• _Exercise_: Could you copy the rows again, starting at the line that has "Where can the wooden fence" and stopping after the line that has "x=455, y=281", and change "wooden fence" to "bamboo fence" while leaving everything else as it is? Return only those lines.
====== Supplied material
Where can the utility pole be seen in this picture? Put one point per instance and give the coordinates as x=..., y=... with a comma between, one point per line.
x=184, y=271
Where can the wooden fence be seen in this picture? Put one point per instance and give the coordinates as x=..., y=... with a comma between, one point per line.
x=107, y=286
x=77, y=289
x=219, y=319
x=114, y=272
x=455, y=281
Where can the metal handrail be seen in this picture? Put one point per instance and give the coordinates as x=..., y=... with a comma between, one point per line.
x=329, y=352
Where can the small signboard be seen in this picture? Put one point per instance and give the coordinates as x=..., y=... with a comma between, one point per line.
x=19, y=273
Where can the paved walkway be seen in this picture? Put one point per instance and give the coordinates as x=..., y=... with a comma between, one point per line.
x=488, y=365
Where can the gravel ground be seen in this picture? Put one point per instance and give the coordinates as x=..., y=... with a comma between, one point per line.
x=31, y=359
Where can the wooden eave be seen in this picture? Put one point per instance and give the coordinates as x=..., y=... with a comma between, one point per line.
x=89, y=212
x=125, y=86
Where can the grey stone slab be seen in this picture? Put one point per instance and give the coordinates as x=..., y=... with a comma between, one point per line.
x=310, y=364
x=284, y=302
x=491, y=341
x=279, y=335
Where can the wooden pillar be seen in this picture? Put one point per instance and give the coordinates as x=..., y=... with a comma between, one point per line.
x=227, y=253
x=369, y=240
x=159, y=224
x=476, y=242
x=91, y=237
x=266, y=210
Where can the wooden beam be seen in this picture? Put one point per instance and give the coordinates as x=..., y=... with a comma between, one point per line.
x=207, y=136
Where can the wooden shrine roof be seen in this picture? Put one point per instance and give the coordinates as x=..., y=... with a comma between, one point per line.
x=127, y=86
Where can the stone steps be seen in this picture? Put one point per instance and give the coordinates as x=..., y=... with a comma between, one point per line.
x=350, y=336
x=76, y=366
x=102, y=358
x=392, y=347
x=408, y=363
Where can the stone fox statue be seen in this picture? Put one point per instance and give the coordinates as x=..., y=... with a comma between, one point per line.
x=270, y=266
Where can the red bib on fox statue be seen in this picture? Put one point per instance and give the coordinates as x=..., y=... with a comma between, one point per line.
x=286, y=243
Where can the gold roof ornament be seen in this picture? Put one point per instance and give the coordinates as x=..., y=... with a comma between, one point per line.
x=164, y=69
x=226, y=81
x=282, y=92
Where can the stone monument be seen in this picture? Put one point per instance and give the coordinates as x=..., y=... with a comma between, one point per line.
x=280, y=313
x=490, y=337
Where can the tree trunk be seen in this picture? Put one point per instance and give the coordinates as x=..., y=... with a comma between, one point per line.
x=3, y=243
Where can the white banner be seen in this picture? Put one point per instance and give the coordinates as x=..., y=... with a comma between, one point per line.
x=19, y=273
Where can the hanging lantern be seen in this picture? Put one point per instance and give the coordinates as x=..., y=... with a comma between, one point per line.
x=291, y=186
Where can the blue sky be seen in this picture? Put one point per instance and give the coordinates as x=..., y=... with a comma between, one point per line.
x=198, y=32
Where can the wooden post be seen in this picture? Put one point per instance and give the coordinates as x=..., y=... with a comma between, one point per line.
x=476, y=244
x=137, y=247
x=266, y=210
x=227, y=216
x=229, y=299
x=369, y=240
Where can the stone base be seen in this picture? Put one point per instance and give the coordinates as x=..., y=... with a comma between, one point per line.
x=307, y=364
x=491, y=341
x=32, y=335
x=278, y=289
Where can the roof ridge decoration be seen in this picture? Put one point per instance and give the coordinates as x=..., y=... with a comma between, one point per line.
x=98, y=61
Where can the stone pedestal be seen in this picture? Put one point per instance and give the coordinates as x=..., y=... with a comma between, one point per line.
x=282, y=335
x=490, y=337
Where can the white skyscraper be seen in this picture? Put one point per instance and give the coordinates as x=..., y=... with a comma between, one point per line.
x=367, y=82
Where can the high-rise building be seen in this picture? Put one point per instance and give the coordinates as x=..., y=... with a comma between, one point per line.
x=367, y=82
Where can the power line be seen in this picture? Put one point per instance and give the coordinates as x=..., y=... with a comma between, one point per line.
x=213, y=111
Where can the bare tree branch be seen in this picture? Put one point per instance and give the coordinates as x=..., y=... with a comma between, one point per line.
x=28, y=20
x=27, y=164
============
• _Result_:
Where can the bamboo fence be seen in this picture? Put one point per instance and give the coordinates as x=..., y=... with a comma between, one point per line.
x=107, y=286
x=77, y=289
x=219, y=319
x=114, y=272
x=455, y=281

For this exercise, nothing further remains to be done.